#### Exercise:
Reproduce, word for word, every line starting at the line that contains "Each instance of the green apple" and ending with the final line of the entries.

#### Exercise inputs:

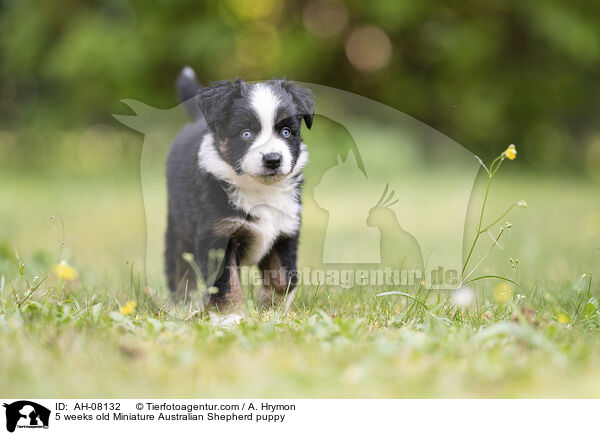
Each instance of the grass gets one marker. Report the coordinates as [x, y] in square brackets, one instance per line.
[68, 339]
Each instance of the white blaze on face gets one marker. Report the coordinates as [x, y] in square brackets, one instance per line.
[265, 104]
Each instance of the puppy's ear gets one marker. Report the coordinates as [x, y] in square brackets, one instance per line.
[216, 100]
[303, 98]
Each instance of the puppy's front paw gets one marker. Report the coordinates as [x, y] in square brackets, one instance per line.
[268, 298]
[231, 319]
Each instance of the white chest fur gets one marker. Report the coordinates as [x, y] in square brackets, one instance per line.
[275, 206]
[276, 211]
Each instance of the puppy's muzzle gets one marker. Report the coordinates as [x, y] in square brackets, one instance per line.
[272, 161]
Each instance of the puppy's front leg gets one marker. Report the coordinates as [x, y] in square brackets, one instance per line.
[223, 281]
[279, 273]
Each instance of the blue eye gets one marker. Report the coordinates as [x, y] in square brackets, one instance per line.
[246, 134]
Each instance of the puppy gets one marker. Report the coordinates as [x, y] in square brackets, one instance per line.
[234, 177]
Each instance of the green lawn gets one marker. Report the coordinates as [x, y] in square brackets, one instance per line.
[68, 338]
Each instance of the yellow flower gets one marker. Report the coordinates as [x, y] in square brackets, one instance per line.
[65, 272]
[502, 292]
[511, 152]
[128, 308]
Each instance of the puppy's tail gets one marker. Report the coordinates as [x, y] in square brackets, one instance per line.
[188, 90]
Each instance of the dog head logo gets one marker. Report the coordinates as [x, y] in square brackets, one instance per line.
[26, 414]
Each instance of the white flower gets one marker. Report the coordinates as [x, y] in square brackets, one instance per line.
[463, 297]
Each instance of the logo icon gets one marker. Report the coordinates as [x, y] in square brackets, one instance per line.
[26, 414]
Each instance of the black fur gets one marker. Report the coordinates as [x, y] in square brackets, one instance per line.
[202, 219]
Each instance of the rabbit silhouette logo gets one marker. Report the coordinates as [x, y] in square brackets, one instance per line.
[25, 414]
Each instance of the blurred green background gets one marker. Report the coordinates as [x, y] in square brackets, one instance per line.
[484, 73]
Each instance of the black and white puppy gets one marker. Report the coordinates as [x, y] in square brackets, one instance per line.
[234, 179]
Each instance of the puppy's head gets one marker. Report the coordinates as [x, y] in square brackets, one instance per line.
[257, 126]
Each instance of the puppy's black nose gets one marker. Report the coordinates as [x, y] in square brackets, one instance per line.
[272, 160]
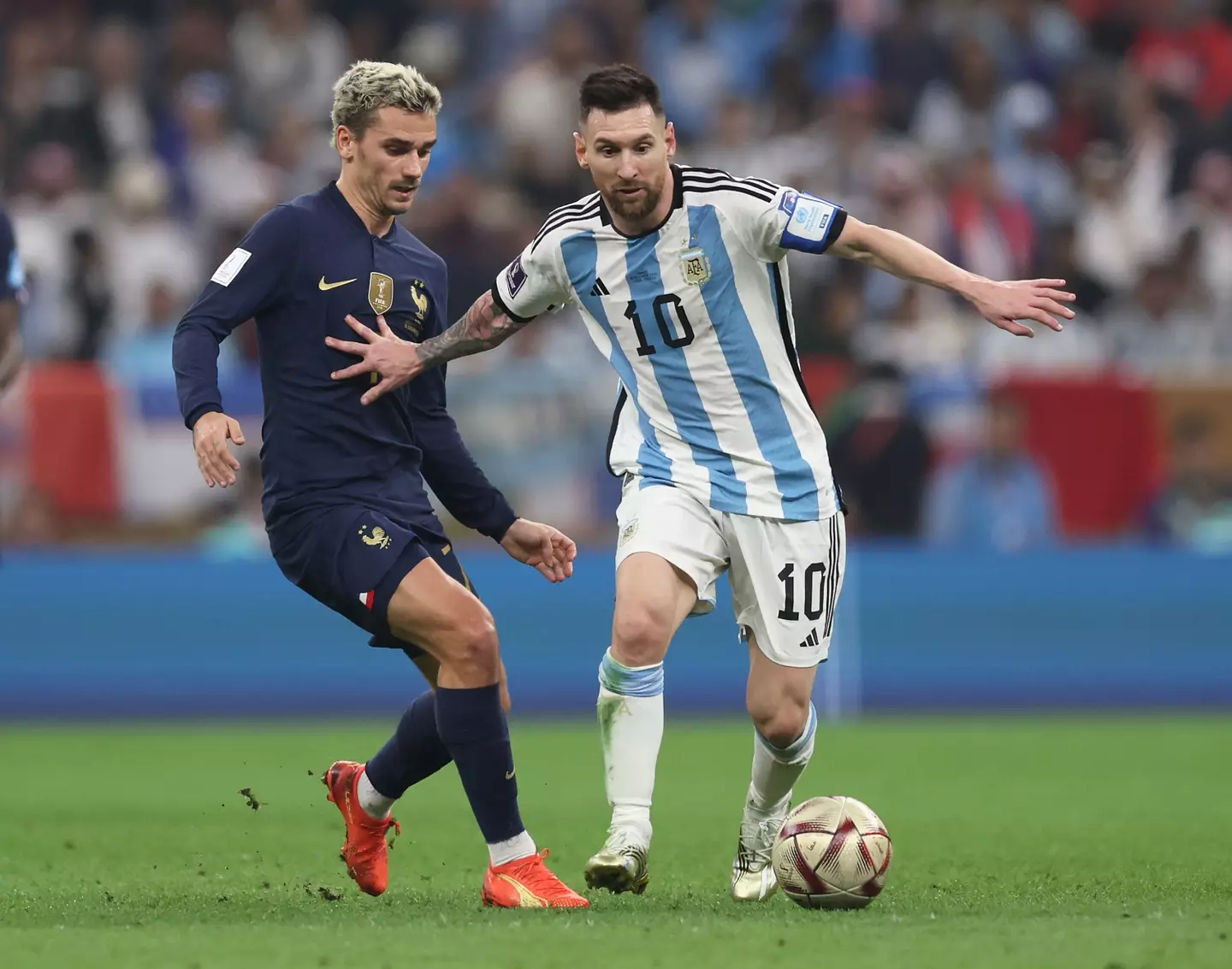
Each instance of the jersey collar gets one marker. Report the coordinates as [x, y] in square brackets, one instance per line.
[678, 201]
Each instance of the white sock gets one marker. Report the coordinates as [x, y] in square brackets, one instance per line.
[631, 728]
[775, 770]
[374, 803]
[510, 850]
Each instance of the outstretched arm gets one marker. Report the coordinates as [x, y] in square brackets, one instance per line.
[482, 328]
[1002, 303]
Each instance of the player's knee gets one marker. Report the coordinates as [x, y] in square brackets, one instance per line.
[781, 723]
[640, 638]
[476, 647]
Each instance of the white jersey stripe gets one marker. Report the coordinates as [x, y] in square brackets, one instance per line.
[677, 383]
[580, 255]
[747, 362]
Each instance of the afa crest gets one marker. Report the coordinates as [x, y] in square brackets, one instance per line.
[695, 265]
[377, 537]
[380, 292]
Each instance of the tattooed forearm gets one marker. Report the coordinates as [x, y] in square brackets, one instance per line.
[482, 328]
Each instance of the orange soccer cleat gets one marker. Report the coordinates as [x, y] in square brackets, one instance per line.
[364, 850]
[528, 883]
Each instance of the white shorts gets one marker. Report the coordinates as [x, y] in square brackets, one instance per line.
[786, 576]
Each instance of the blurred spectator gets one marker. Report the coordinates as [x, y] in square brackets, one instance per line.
[881, 457]
[226, 180]
[48, 94]
[1019, 137]
[121, 109]
[909, 56]
[913, 340]
[957, 114]
[537, 114]
[828, 330]
[89, 292]
[1156, 333]
[999, 498]
[1122, 223]
[145, 245]
[700, 55]
[994, 234]
[140, 357]
[1209, 213]
[1029, 168]
[1033, 41]
[1187, 52]
[50, 207]
[1194, 510]
[904, 201]
[1057, 259]
[286, 58]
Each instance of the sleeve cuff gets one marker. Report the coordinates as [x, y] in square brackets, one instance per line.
[499, 521]
[504, 308]
[198, 413]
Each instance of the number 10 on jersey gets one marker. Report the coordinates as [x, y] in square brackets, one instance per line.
[668, 328]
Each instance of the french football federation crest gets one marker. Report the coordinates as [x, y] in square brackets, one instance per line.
[381, 292]
[419, 297]
[695, 265]
[376, 537]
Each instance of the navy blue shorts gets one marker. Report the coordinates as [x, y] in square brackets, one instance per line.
[352, 559]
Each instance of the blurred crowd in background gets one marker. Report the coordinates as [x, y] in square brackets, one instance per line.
[1088, 140]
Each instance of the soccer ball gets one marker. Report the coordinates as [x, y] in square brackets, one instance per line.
[832, 854]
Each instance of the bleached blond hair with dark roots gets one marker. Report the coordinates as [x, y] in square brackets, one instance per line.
[370, 86]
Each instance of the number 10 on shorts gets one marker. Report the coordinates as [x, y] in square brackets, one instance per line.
[814, 580]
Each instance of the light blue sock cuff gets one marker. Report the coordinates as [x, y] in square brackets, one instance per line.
[630, 681]
[796, 747]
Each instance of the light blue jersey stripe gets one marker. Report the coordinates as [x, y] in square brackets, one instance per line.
[776, 441]
[677, 384]
[580, 255]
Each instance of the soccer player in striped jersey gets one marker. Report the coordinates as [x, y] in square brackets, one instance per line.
[682, 280]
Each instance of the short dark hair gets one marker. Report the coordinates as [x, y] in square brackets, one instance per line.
[618, 87]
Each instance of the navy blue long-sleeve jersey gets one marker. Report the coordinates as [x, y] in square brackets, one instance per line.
[299, 271]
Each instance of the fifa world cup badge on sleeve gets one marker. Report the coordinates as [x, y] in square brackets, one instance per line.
[515, 276]
[381, 292]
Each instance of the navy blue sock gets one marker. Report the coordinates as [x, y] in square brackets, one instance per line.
[414, 751]
[473, 729]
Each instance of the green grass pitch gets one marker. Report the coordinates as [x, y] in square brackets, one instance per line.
[1018, 842]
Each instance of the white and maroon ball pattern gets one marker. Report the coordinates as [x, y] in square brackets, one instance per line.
[832, 854]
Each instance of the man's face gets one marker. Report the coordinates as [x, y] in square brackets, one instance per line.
[391, 157]
[1005, 428]
[627, 154]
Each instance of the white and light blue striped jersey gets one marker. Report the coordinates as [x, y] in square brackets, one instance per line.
[695, 318]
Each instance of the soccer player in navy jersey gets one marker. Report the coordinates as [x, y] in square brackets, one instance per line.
[345, 503]
[680, 276]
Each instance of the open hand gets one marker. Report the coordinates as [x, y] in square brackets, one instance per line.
[397, 361]
[1005, 303]
[210, 437]
[541, 546]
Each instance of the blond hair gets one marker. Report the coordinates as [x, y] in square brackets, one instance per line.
[370, 86]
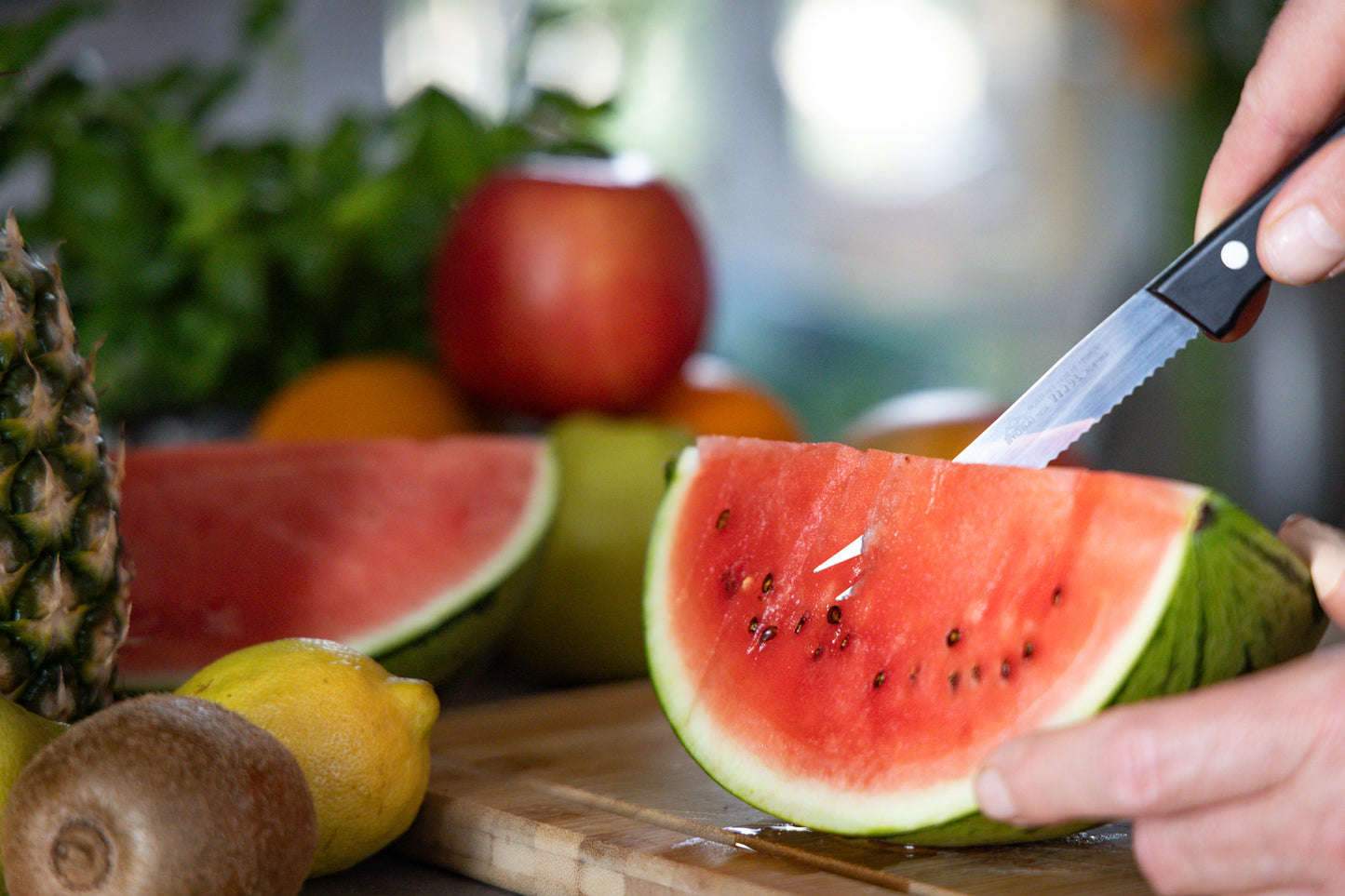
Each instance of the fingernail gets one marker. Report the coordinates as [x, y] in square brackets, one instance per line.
[993, 796]
[1302, 247]
[1321, 545]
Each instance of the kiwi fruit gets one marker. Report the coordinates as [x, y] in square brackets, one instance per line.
[159, 796]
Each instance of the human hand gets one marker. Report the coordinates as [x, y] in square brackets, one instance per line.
[1294, 90]
[1232, 789]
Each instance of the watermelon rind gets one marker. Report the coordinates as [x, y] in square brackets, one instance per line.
[1229, 597]
[464, 627]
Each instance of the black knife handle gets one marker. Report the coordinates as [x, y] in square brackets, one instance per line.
[1212, 281]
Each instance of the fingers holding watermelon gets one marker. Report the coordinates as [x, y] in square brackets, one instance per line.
[1232, 789]
[1324, 549]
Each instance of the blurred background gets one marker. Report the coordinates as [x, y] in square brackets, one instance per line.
[897, 195]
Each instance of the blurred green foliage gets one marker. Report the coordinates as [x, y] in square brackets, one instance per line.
[210, 271]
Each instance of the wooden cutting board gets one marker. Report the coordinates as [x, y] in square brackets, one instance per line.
[588, 791]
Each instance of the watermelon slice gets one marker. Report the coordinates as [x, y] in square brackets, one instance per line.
[414, 552]
[988, 600]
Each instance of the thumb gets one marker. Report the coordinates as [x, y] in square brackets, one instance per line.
[1324, 551]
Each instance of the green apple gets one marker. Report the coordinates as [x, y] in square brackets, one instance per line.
[583, 622]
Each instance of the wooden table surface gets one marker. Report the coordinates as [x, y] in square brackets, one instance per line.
[588, 791]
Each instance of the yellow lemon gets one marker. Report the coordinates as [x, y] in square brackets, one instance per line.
[21, 735]
[359, 733]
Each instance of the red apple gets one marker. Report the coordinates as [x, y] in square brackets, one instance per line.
[569, 284]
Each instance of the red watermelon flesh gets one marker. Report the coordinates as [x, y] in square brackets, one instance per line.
[988, 600]
[377, 543]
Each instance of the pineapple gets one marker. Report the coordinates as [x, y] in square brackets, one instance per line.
[62, 579]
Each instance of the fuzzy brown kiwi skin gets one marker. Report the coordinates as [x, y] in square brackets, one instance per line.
[159, 796]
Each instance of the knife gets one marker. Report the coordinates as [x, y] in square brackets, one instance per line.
[1205, 289]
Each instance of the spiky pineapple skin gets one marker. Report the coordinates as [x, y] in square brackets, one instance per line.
[63, 585]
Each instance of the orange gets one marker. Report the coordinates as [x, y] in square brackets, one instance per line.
[710, 398]
[360, 397]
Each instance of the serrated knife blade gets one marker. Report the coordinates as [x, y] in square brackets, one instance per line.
[1206, 288]
[1094, 377]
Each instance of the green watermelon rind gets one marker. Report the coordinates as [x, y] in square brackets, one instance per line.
[464, 626]
[1271, 615]
[1241, 600]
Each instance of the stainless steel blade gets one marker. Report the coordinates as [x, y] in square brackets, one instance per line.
[1079, 389]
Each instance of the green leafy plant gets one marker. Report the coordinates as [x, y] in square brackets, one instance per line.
[211, 269]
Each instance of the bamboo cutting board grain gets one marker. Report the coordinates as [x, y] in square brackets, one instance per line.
[589, 791]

#### The reply:
Each instance of the green apple gets one marker. Report the coordinates as [x, y] in square brackets, one instance per line.
[583, 622]
Each instance of the wooden table surface gets one marker. Report the coordinates as [x, y] in square brackets, one instance per line.
[588, 791]
Each instance of the yellow lemon gets one marker. Report the coordinates as [x, y] in square brackets, one instance per line.
[21, 735]
[359, 733]
Each instance of the red apple gets one marker. Report the coordinates as [x, y] in square brackets, one instance per line.
[569, 284]
Each instance of the red watermelon flesh gets one marker. Report the coordinates as [x, y] in square brackets, one instance per line.
[988, 600]
[377, 543]
Each instance of the pineapple gets one marker. Report the coordinates as [x, y] in square brackets, one instance per line.
[62, 579]
Each instance of the fuzzy brown kiwi skin gets one marker. Report the coordinates as [x, y] in square brackets, one instance per line.
[159, 796]
Each instance of the knife gets one marker. Report the coordinates as [x, y] in square brackets, one instance per line.
[1205, 289]
Each instance of the spiky pineapple skin gets one marker. Report the coordinates as [x, y] in square brackets, one instance per line.
[63, 585]
Each instance of the orange gets one marker. Report the coordinates as [x, y] in square brackets, one instance per line.
[710, 398]
[360, 397]
Each instance of the serrated knife blade gets one marker. Report the coordinates as [x, y] in square brackets, one instance per line.
[1206, 288]
[1094, 377]
Each instance of the green watermelon rind gets one marker. Report the coordinates as [x, y] in square brackets, one instance per line.
[464, 626]
[1271, 615]
[1241, 600]
Each instance of the stainless steel blade gets one marker. Report the coordinates as [x, y] in square brackets, one instance per line.
[1079, 389]
Each instance of the green leafy plant gets one marker. Report the coordinates as [x, y] in square brackets, one instance per line.
[211, 269]
Each instance of the bamboo cutting board grain gets one marker. Report the coordinates as [x, y] in square brackets, one instance per line.
[589, 791]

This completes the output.